Documento:

Por Marcos Nascimento
Costumo dizer que a “vida” é “travessia” no sentido de que a vida não seja antônimo de morte, mas, sim, o movimento espaço temporal que o sujeito ocupa entre o nascimento e a morte, e entendo nascer e morrer como dois momentos que necessariamente estão separados pela vida que, como disse, chamo de travessia. E, nesse contexto, escuto muitas pessoas expressarem a ideia de que a vida é curta. Entretanto, se fizermos um exercício mental e refletirmos sobre essa questão, talvez a vida não seja tão curta, mas que nós temos o poder de encurtá-la, não no sentido de que podemos diminuir o tempo, mas sim, na ideia de que podemos desperdiçá-lo. Então, a vida é curta ou longa?
Para nos subsidiar a responder esta questão, lanço mão do pensamento estóico de Lúcio Anneo SÊNECA (4 a. C. –65 d. C.), na obra intitulada “Sobre a brevidade da vida”. É interessante observar que essa pergunta contemporânea foi igualmente pensada há mais de 2000 anos com a máxima: “a vida é curta, a arte é longa”. Entretanto, Sêneca discute essa questão através de cartas dirigidas a Paulinus, nas quais, ele diz que não temos pouco tempo de vida, mas que a desperdiçamos muito.
A vida é longa suficiente para se fazer grandes realizações se o tempo for bem empregado em coisas virtuosas que possam edificar o espírito humano e criar uma memória de realizações de bons atos sobre o ser humano, a natureza e as relações entre os seres.

Entradas:
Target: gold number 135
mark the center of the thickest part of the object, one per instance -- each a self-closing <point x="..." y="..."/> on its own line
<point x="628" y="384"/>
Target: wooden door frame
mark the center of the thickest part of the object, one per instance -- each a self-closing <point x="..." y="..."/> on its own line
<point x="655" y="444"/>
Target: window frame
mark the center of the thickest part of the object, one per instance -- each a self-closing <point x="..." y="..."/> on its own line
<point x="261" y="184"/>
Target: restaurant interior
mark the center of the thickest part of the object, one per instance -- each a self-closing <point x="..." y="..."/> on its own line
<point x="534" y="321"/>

Partes do exercício:
(1) No texto sobre a brevidade da vida, sobre o que deve recair a memória de realizações de bons atos? Liste todos os itens citados.
(2) Segundo o texto sobre a brevidade da vida, a quem Sêneca dirigia as cartas em que discute essa questão?
(3) Prolongue o texto sobre a brevidade da vida a partir do ponto em que ele termina.

Respostas do exercício:
(1)
- o ser humano
- a natureza
- as relações entre os seres

(2) A Paulinus.

(3)
Portanto, a vida torna-se longa se o indivíduo sabe usá-la com sabedoria, generosidade e virtudes, mas pode encurtá-la, e assim vemos aqui um homem tomado pela ganância insaciável capaz de cegá-lo para o bem, o belo e o justo; ali, outro homem que se dedica a tarefas inúteis com excesso de bebidas, atos criminosos incentivando a mentira que leva à discórdia e estimula o ódio entre as pessoas, e ainda uns que passam a vida correndo atrás do dinheiro alheio e para isso se envolve em todo tipo de corrupção; e outros que andam perambulando desde adulto jovem sem rumo, sem perseguir um objetivo que dê sentido à vida.
Há ainda aqueles que passam o dia conectados às redes sociais como zumbis, mortos vivos, e também os que passam o dia dormindo sem nada fazer em proveito próprio para significar suas vidas. E por fim, há aqueles que se dedicam exclusivamente ao trabalho, como se isso fosse a única coisa a fazer na vida, abrindo mão do lazer, de uma viagem, de um banho de mar…etc. Sobre isso, Sêneca nos diz: “Não julgue que alguém viveu muito por causa de suas rugas e cabelos brancos: ele não viveu muito, apenas existiu por muito tempo”.
Fico imaginando, o que acusará a consciência desses que quando mais adiante olharem para o passado e sua mente não acusar um legado de bondade, de virtude, de construção para seu espírito que possam se tranquilizar para o fim da travessia. Outra questão que nos faz desperdiçar o tempo é a procrastinação. Não espere pelo amanhã porque poderá ser tarde demais. Escuto muita gente dizer, quando chegar aos 40 anos, vou fazer um curso de inglês. Por que não hoje?
Outro diz, quando chegar aos 50 anos, vou dedicar um tempo ao ócio criativo e ler mais. Por que não hoje? E outros dizem, quando chegar aos 60 anos, vou me livrar dos meus encargos.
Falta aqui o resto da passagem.